───── Passage given ─────
Wednesday 31 of March 2010

Swaziland: Give us news - the first job of the media [opinion]

News is the Number One business of the newspaper, and indeed, the media in general. 'News' is new information, delivered regularly and timeously; that is, as close to the occurrence of the event as possible.

 

This article is not designed to discuss ethics and professional conduct of journalists as its main subject, so it deliberately makes reference to them only when the subject of 'news' as against 'propaganda' is discussed.

 

In certain quarters, education and entertainment are listed as duties of the press, perhaps even at the same level as news.  That is erroneous: -*Botswana is an underdeveloped country in which the imperialists - call them colonialists if you wish - deliberately discriminated in favour of the colonial civil servants in the gathering and dissemination of news, ignoring the needs of the colonised.  The resident commissioners, and later, the district commissioners - were kept abreast of developments in the territories by mail, which also carried publications of the colonising country, often sent by the police and soldiers by railway or on horseback.  They also communicated information from the imperial government by radio, telex and Morse code, often reporting on movements of the liberation movements and opposition politicians in the colonies and in the places where some of them studied in the capitals of the imperialist countries.  In that regard, the press of the day, ambiguously referred to as 'the media' in the conservative quarters of modern journalism, served the ruling class and excluded the subject peoples.

 

*There is not enough space in the press to accommodate all the necessary information that should bring the peoples of the underdeveloped countries up to par with those of the developed countries.  The greater part of the press, at its most typical in Botswana, is largely state-owned and controlled, steadily degenerating into an instrument of propaganda for the conservative chiefs, army generals and the corrupt sections of the civil service. 

 

 The very size of the state operation dwarfs the 'free and independent press' almost making it an unworkable economic enterprise.  In Botswana, the state runs the only national news agency, one television and two radio stations, a daily national newspaper, a cultural magazine and several other publications.  The splintered private sector runs seven established newspapers, three radio stations and a television station operating on human, financial and technological resources easily less than half those of the state enterprise. 

 

*The tax-payer underwrites the budget of the state press, whilst the private press runs on expensive borrowings. The state therefore has unlimited and guaranteed means by which to finance its operations whilst the private press is exposed to the rigours of the notorious 'market', also required to abide by professional ethics and codes of conduct, which are only a rumour at the state press.

 

The conditions under which the press operates in the underdeveloped countries do not allow for the luxuries of 'education' and 'entertainment', which is taken for granted in the developed countries.  The imperialist press spent more on a smaller audience.  It had unlimited space for fewer officers.  It enjoyed plentiful resources - most of them gleaned from the lean economies of the underdeveloped countries - to run their press.
───── Information provided ─────
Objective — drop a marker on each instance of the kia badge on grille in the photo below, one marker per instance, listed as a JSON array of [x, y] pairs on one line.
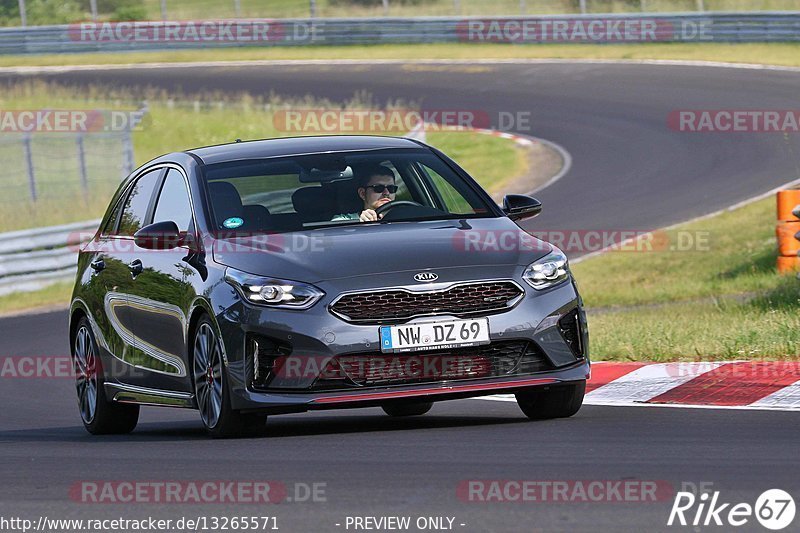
[[422, 277]]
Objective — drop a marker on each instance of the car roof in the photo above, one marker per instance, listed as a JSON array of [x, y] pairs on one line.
[[297, 146]]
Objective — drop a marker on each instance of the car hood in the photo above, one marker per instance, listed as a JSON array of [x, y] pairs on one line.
[[379, 249]]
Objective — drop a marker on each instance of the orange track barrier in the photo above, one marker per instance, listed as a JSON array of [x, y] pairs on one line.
[[787, 201], [787, 265], [787, 244]]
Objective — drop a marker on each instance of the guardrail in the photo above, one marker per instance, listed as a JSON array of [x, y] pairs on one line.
[[32, 259], [617, 28]]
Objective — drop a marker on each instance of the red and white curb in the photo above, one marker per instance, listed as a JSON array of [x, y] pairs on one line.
[[773, 385]]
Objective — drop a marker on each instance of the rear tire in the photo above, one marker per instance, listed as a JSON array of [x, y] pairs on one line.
[[406, 408], [99, 415], [560, 401], [212, 390]]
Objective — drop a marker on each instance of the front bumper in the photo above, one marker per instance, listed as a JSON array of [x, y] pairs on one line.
[[318, 337]]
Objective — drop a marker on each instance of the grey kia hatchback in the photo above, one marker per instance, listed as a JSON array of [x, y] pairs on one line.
[[286, 275]]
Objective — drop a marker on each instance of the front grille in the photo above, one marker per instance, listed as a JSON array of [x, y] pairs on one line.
[[570, 328], [400, 304], [498, 359]]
─────
• _Short exercise_
Could you reproduce, word for word, the part of the opinion piece on news and the press starting with "News is the" and going on through "event as possible."?

• _Output of the task_
News is the Number One business of the newspaper, and indeed, the media in general. 'News' is new information, delivered regularly and timeously; that is, as close to the occurrence of the event as possible.